After the allies landed in Normandy, France on D-Day, 6 June 1944, they eventually pushed the German Wehrmacht back into Germany. Confidence was high that the curtain would soon fall on the European Theater of World War II. 

On 16 December 1944, the German army counterattacked with overwhelming force across a broad front through the Ardennes region into Belgium and Luxembourg and caught the American army completely by surprise. Frontline US Army units, including the 28th Infantry Division, fought bravely but could not hold. During what became known as the Battle of the Bulge, American reinforcements were rushed toward critical locations in the Ardennes, with Bastogne being of utmost importance. The market town’s expansive network of hard-surfaced roads would have been vital for the rapid advancement of German armored units.

■ Exercise data

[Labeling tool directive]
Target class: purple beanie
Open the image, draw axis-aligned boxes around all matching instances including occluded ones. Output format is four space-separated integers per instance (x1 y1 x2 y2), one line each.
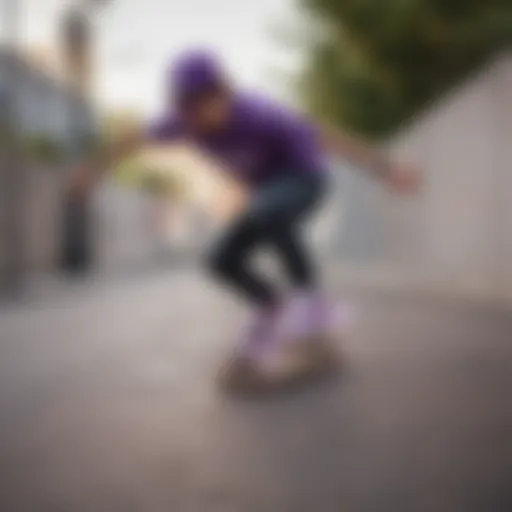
167 50 226 103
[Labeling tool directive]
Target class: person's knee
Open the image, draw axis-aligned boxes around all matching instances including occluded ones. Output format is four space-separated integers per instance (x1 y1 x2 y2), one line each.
205 242 239 278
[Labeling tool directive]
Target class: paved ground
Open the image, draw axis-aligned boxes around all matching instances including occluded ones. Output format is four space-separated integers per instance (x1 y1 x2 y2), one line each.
0 273 512 512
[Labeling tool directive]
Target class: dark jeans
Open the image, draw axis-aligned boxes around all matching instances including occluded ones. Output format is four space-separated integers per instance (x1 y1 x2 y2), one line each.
207 170 326 304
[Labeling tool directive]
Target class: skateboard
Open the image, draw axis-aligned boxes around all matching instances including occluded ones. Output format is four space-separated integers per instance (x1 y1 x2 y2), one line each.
219 336 342 395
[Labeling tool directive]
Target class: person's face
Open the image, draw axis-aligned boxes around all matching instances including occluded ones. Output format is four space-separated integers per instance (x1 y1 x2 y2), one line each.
183 91 231 132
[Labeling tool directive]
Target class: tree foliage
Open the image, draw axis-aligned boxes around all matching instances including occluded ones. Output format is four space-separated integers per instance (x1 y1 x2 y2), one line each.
299 0 512 137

■ Things to do
1. List every country named in the passage on the Battle of the Bulge.
2. Reproduce the passage on the Battle of the Bulge from "After the allies" to "German armored units.".
The data are separate from the passage on the Battle of the Bulge.

■ Answer list
1. France, Germany, Belgium, Luxembourg

2.
After the allies landed in Normandy, France on D-Day, 6 June 1944, they eventually pushed the German Wehrmacht back into Germany. Confidence was high that the curtain would soon fall on the European Theater of World War II. 

On 16 December 1944, the German army counterattacked with overwhelming force across a broad front through the Ardennes region into Belgium and Luxembourg and caught the American army completely by surprise. Frontline US Army units, including the 28th Infantry Division, fought bravely but could not hold. During what became known as the Battle of the Bulge, American reinforcements were rushed toward critical locations in the Ardennes, with Bastogne being of utmost importance. The market town’s expansive network of hard-surfaced roads would have been vital for the rapid advancement of German armored units.